→ **Supplied material**:
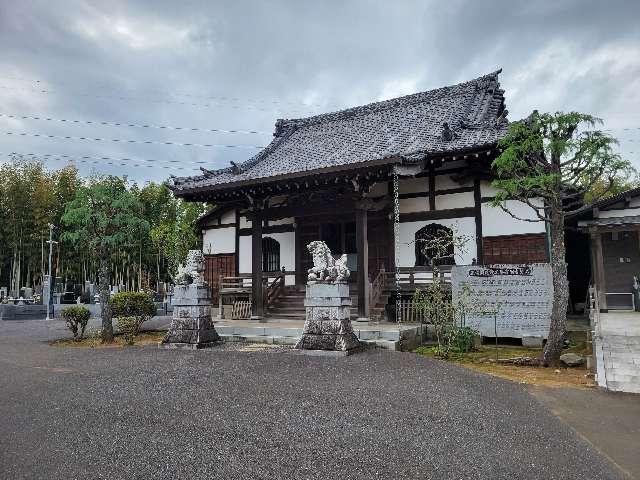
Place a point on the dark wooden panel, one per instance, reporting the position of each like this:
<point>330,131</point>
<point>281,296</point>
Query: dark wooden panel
<point>216,266</point>
<point>527,248</point>
<point>616,246</point>
<point>438,214</point>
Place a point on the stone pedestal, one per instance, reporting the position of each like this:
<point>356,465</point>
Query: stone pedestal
<point>191,325</point>
<point>328,323</point>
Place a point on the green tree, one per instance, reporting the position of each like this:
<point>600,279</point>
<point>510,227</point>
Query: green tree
<point>551,162</point>
<point>104,215</point>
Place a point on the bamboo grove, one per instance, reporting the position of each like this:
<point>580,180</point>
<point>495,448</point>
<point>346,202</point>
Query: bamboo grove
<point>32,197</point>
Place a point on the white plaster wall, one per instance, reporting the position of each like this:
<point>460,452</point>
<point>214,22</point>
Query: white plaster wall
<point>462,226</point>
<point>244,223</point>
<point>228,217</point>
<point>219,240</point>
<point>244,256</point>
<point>413,185</point>
<point>627,212</point>
<point>497,222</point>
<point>408,205</point>
<point>455,200</point>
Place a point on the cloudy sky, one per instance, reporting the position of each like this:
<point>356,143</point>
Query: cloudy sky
<point>240,65</point>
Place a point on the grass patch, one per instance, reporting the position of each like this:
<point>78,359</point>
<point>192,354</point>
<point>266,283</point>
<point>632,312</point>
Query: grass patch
<point>484,360</point>
<point>142,338</point>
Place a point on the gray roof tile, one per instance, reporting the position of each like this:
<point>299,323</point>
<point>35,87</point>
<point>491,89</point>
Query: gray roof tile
<point>409,126</point>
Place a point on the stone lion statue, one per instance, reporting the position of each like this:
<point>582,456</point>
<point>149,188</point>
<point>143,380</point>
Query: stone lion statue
<point>192,270</point>
<point>325,267</point>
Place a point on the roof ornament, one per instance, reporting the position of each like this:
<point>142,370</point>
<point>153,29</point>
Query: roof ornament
<point>447,133</point>
<point>502,118</point>
<point>279,127</point>
<point>236,169</point>
<point>207,173</point>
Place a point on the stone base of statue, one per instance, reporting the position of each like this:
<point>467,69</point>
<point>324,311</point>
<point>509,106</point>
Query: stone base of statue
<point>328,323</point>
<point>191,325</point>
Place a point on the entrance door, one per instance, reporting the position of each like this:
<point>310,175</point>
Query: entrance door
<point>216,266</point>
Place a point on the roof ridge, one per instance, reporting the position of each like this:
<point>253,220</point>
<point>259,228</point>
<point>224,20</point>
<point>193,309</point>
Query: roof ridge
<point>481,100</point>
<point>381,105</point>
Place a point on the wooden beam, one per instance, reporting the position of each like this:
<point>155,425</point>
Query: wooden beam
<point>256,265</point>
<point>270,229</point>
<point>438,214</point>
<point>477,199</point>
<point>362,243</point>
<point>444,191</point>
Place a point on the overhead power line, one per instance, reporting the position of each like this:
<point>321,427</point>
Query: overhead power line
<point>119,140</point>
<point>125,162</point>
<point>163,101</point>
<point>192,95</point>
<point>126,124</point>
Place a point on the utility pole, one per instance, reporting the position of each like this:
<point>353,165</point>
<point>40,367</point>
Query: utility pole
<point>50,242</point>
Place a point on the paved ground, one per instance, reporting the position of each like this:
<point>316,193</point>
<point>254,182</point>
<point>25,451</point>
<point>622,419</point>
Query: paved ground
<point>142,412</point>
<point>609,420</point>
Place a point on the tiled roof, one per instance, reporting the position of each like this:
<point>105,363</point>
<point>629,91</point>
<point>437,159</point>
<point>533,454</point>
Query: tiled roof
<point>411,126</point>
<point>611,221</point>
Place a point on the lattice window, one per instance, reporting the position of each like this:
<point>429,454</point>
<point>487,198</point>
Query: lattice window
<point>426,256</point>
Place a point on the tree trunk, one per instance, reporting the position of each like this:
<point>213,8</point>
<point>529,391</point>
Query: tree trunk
<point>107,325</point>
<point>557,327</point>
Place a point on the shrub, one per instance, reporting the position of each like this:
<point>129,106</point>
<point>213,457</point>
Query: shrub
<point>128,327</point>
<point>76,318</point>
<point>461,339</point>
<point>131,310</point>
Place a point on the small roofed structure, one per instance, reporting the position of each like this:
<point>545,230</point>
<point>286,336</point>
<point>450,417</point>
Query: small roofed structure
<point>613,228</point>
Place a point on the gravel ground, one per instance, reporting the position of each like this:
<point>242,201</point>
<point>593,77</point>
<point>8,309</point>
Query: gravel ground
<point>142,412</point>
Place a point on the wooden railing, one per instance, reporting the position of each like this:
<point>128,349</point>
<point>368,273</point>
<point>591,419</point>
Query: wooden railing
<point>239,288</point>
<point>411,278</point>
<point>274,290</point>
<point>406,311</point>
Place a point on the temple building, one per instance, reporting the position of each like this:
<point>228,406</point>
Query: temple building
<point>370,181</point>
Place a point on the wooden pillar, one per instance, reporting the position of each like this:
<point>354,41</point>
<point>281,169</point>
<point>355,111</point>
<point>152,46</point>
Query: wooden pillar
<point>432,188</point>
<point>256,264</point>
<point>298,250</point>
<point>477,200</point>
<point>362,243</point>
<point>597,265</point>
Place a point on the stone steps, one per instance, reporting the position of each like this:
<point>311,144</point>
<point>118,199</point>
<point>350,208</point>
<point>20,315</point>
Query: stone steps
<point>619,366</point>
<point>386,339</point>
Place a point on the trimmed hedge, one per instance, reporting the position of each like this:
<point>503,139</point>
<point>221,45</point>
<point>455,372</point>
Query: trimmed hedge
<point>131,310</point>
<point>76,318</point>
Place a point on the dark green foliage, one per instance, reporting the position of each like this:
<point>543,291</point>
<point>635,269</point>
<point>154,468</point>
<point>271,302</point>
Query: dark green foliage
<point>557,163</point>
<point>132,304</point>
<point>77,318</point>
<point>131,310</point>
<point>129,328</point>
<point>561,158</point>
<point>461,339</point>
<point>31,197</point>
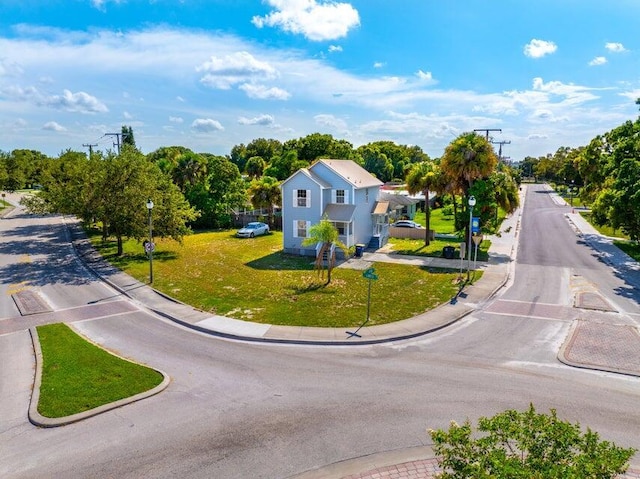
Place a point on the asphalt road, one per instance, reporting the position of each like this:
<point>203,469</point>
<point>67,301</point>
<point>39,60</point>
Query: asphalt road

→ **Problem details**: Write out the items above, from their first line through the line holding "<point>207,173</point>", inclusive, leaving out the pictures.

→ **Answer below**:
Place a point on the dark wooden panel, one per instance, reporting the position of each like this:
<point>330,131</point>
<point>281,296</point>
Query: dark wooden panel
<point>216,266</point>
<point>527,248</point>
<point>616,246</point>
<point>438,214</point>
Place a point on the stone pedestal, one per instance, reporting the position of each like this:
<point>356,465</point>
Query: stone pedestal
<point>191,325</point>
<point>328,323</point>
Place a point on the green tree, one per instance, reporting the position of each like this:
<point>600,279</point>
<point>510,227</point>
Query: green tree
<point>551,162</point>
<point>104,215</point>
Place a point on the bamboo grove, one per instance, reporting the position of each like this:
<point>580,180</point>
<point>495,448</point>
<point>346,202</point>
Query: bamboo grove
<point>32,197</point>
Place a point on the white plaster wall, one per instance, reporting the position of each like this:
<point>460,452</point>
<point>214,22</point>
Query: white plaster wall
<point>462,226</point>
<point>244,223</point>
<point>228,217</point>
<point>219,240</point>
<point>244,256</point>
<point>413,185</point>
<point>627,212</point>
<point>497,222</point>
<point>408,205</point>
<point>455,200</point>
Place a point on the cloudy sky, one per instance, reporting the position of each like this:
<point>356,143</point>
Query: cloudy sky
<point>240,65</point>
Place a point on the grass patch, one per instance, reporting the position of each like this:
<point>78,359</point>
<point>192,354</point>
<point>266,283</point>
<point>632,312</point>
Query: grass patch
<point>484,360</point>
<point>142,338</point>
Place a point on the gray roof tile, one per instance, reporting the position of each like this:
<point>299,323</point>
<point>35,87</point>
<point>491,89</point>
Query: gray roof tile
<point>409,126</point>
Place a point on the stone lion statue, one per instance, reporting the position of each like this:
<point>582,456</point>
<point>149,188</point>
<point>143,380</point>
Query: stone lion statue
<point>192,270</point>
<point>325,267</point>
Place a point on the roof ornament, one per instance, reporting the position of each like this:
<point>142,370</point>
<point>153,29</point>
Query: roof ornament
<point>447,133</point>
<point>502,118</point>
<point>279,127</point>
<point>236,169</point>
<point>207,173</point>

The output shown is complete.